■ Text to read
● ● ● ● ● ● ●
Crash when switching H264 RTP streams using input-selector / pipeline restart (v4l2h264dec)

Hi all,

I’m relatively new to GStreamer and still have a limited understanding of it. I’m trying to build an application that receives H264 RTP streams over UDP and displays them using a hardware-accelerated decoder (v4l2h264dec). However, I’m facing instability and crashes when switching between two streams.


Setup

I have two independent RTP H264 streams:

Stream 1:

gst-launch-1.0 \
  udpsrc port=8081 \
  caps="application/x-rtp,media=video,encoding-name=H264,clock-rate=90000,payload=96" \
  ! rtph264depay \
  ! h264parse \
  ! v4l2h264dec \
  ! kmssink sync=false force-modesetting=true

Stream 2:

gst-launch-1.0 \
  udpsrc port=8082 \
  caps="application/x-rtp,media=video,encoding-name=H264,clock-rate=90000,payload=96" \
  ! rtph264depay \
  ! h264parse \
  ! v4l2h264dec \
  ! kmssink sync=false force-modesetting=true

Each pipeline works correctly when run independently.


Requirement

I need to dynamically switch between these two streams (e.g., based on user interaction or events).


What I Tried

1. Pipeline restart approach

  • Stop pipeline (stream on port 8081)
  • Start pipeline (stream on port 8082)

This works initially but leads to random crashes after multiple switches.


2. input-selector approach

  • Single pipeline with two inputs
  • Switch active pad dynamically

This improves behavior but still results in instability after some time.


Observed Errors

Kernel / driver logs:

vdec 30210000.video-codec: wave5_vpu_enc_finish_encode: encoded buffer (1) was not in ready queue 0.
● ● ● ● ● ● ●
■ Entries shown

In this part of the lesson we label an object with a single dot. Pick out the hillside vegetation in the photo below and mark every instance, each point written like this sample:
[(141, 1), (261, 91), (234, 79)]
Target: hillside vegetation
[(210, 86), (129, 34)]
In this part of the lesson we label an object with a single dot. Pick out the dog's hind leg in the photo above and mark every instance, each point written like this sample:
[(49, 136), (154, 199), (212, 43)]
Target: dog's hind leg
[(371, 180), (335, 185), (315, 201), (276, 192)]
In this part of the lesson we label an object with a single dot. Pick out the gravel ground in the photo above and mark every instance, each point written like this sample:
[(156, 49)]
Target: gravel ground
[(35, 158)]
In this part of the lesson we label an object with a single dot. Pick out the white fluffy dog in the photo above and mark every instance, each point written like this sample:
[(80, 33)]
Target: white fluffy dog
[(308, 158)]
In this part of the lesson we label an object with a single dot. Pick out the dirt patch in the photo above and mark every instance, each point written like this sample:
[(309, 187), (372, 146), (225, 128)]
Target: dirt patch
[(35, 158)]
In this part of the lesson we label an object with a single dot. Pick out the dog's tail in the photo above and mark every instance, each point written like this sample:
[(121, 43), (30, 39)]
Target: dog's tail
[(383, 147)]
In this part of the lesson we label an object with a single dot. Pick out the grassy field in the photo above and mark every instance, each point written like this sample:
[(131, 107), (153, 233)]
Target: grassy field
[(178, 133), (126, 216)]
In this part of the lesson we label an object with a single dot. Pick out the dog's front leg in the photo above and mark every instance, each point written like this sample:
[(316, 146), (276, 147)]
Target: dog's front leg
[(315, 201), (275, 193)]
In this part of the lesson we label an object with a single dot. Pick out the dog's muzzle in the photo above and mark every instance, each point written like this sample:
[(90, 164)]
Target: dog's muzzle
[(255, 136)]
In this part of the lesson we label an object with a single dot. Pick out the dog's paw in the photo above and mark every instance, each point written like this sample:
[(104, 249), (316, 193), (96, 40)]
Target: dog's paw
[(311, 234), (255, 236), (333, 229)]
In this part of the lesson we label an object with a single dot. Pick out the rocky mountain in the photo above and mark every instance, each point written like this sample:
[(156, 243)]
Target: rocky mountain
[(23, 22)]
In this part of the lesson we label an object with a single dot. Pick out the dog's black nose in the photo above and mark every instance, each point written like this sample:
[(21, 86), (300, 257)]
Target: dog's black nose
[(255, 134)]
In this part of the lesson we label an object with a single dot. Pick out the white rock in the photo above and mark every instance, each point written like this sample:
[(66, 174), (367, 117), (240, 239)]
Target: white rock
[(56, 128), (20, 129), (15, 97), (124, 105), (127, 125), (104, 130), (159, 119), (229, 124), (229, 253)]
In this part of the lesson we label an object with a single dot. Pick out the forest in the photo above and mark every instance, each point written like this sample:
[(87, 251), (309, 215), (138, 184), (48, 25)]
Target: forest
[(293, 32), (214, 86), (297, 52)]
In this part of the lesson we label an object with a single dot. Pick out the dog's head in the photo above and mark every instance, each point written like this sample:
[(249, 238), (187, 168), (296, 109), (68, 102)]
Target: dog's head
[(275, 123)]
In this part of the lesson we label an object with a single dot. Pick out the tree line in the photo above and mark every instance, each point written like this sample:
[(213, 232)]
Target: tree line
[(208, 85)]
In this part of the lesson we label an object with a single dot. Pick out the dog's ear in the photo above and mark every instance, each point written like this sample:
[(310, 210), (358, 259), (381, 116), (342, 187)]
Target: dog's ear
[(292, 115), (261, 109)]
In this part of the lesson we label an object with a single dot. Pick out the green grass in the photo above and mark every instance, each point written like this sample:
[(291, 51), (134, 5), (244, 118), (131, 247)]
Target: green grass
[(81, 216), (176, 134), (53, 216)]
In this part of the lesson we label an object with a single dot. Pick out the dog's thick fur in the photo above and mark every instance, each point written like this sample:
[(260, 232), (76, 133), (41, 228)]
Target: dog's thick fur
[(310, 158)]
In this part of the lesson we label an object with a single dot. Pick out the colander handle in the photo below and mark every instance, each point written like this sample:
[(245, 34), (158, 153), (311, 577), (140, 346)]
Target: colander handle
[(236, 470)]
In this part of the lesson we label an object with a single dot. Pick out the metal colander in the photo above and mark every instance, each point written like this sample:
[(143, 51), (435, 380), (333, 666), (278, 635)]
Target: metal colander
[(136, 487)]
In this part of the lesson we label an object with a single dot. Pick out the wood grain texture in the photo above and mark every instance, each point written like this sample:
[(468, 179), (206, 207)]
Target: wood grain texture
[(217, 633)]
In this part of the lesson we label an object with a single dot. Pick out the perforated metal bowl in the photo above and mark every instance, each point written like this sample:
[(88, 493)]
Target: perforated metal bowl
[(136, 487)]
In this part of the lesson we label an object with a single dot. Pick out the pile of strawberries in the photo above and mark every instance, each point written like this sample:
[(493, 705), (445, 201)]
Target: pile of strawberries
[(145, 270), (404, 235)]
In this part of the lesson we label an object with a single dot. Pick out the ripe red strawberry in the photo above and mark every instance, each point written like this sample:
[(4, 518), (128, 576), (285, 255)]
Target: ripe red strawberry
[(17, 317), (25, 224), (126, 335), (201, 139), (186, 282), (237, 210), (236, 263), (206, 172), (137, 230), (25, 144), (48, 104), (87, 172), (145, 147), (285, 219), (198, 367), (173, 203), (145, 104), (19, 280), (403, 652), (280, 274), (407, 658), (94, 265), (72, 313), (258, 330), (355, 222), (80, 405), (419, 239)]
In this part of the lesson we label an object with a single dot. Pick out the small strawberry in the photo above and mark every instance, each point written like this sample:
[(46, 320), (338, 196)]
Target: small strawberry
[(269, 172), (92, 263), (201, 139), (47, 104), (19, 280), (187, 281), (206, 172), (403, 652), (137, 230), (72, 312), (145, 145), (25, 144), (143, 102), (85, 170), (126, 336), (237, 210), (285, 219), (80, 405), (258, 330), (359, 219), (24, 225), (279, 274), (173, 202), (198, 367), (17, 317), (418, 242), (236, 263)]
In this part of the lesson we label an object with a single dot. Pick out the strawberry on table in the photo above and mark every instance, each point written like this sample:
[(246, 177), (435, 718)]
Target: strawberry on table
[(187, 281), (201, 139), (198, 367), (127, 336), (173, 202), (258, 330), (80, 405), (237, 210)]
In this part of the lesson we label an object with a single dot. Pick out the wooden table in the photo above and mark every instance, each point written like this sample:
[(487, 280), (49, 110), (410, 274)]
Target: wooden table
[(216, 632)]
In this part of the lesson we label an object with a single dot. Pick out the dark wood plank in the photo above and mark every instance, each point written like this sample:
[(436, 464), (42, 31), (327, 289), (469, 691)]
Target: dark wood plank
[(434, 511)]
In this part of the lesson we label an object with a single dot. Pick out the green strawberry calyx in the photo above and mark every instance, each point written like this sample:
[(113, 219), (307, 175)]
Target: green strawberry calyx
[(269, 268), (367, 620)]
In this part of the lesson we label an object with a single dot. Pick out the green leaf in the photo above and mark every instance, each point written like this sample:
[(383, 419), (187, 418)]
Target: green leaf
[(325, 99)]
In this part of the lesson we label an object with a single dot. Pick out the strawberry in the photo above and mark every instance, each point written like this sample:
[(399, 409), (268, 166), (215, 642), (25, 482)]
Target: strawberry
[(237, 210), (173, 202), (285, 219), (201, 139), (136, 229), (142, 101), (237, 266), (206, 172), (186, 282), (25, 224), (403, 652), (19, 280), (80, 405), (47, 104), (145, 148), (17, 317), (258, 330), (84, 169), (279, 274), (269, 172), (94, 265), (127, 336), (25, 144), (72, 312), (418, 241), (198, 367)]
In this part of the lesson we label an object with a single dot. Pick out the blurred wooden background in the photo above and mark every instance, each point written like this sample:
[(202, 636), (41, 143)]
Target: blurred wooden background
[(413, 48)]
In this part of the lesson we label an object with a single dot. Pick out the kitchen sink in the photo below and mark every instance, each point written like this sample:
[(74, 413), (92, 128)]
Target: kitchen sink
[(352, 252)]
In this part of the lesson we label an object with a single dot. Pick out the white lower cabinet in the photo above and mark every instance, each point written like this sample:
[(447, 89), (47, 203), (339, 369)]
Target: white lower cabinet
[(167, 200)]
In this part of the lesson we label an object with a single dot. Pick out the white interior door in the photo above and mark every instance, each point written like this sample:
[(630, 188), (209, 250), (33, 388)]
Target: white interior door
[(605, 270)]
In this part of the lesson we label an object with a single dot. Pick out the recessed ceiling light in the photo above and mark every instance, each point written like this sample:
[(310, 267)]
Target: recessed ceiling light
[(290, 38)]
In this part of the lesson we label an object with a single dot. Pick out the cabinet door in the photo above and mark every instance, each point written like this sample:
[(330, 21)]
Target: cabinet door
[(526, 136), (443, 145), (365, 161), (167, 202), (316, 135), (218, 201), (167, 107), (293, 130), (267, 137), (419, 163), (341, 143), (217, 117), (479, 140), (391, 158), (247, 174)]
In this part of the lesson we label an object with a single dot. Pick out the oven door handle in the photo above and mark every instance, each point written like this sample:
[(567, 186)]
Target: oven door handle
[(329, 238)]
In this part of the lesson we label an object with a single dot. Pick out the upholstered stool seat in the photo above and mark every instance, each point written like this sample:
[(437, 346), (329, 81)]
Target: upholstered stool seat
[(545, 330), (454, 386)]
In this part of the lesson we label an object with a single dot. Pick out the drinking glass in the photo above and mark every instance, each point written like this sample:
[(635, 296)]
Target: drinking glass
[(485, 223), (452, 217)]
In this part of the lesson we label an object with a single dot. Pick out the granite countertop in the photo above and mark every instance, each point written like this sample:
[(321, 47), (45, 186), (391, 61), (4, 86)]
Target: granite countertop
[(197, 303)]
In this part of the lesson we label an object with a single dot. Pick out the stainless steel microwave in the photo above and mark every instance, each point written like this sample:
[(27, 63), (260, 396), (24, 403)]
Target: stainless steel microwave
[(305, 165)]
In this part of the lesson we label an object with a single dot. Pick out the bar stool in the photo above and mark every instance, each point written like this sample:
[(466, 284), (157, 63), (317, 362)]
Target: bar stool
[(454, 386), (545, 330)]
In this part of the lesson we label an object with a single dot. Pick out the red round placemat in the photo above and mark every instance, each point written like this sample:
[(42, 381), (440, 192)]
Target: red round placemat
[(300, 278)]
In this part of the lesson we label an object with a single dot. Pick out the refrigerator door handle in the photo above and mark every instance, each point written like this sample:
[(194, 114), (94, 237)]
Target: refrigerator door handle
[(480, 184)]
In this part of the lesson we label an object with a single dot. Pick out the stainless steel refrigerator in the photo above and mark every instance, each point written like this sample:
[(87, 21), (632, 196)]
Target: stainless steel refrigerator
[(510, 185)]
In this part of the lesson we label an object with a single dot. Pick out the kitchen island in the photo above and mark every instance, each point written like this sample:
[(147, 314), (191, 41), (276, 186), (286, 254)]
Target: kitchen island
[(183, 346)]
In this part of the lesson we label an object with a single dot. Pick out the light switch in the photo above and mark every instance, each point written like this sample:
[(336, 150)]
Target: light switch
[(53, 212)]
● ● ● ● ● ● ●
■ Things to do
1 > In the forum thread on switching H264 RTP streams, on which UDP ports do the two streams arrive?
2 > Reproduce, word for word, everything in the rows from the line containing "the white lower" down to the line containing "[(167, 200)]", with both of those lines included.

■ Results for the exercise
1 > Ports 8081 and 8082.

2 >
In this part of the lesson we label an object with a single dot. Pick out the white lower cabinet in the photo above and mark every instance, each point written like this sample:
[(447, 89), (47, 203), (339, 369)]
Target: white lower cabinet
[(167, 200)]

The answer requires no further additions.